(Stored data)

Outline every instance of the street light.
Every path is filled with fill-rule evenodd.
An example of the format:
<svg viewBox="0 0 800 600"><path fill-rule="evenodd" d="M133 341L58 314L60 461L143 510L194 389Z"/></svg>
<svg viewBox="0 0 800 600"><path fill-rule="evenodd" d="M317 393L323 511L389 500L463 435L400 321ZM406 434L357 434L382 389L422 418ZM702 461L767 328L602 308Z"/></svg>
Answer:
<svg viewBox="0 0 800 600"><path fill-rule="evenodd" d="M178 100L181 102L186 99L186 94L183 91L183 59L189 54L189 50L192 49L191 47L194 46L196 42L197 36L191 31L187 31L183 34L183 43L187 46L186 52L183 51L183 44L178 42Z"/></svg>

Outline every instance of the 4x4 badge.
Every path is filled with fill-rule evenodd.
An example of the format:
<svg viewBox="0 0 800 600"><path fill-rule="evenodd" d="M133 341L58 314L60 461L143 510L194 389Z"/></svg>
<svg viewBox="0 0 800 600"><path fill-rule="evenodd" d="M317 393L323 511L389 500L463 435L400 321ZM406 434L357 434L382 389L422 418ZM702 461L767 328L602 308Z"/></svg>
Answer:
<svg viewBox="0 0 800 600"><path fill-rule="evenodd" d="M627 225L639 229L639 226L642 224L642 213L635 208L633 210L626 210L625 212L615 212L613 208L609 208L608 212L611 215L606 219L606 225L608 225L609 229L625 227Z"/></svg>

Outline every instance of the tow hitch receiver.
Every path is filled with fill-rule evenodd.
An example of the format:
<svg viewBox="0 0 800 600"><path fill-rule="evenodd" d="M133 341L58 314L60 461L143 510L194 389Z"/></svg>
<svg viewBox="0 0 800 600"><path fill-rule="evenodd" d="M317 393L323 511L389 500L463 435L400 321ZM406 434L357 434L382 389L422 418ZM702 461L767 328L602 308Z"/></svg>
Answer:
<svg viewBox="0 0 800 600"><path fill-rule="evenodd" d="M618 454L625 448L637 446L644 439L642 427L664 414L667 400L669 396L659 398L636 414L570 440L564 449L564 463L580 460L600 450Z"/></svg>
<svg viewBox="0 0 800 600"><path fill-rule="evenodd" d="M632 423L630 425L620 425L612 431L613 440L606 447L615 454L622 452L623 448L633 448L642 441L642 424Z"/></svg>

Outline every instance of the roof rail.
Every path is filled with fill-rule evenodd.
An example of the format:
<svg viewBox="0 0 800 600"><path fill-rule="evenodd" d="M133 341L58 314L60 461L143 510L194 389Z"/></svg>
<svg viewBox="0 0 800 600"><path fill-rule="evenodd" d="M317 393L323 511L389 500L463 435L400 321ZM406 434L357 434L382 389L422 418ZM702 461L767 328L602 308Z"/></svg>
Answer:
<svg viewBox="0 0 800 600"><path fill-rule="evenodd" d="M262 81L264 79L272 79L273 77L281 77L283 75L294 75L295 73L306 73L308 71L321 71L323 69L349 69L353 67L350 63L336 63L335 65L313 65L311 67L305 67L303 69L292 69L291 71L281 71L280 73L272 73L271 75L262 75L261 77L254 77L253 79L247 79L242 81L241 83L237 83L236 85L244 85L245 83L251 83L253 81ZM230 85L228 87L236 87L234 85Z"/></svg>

**Prompt**
Note how many lines in the data above contain "instance", then state that number alone.

**Written answer**
4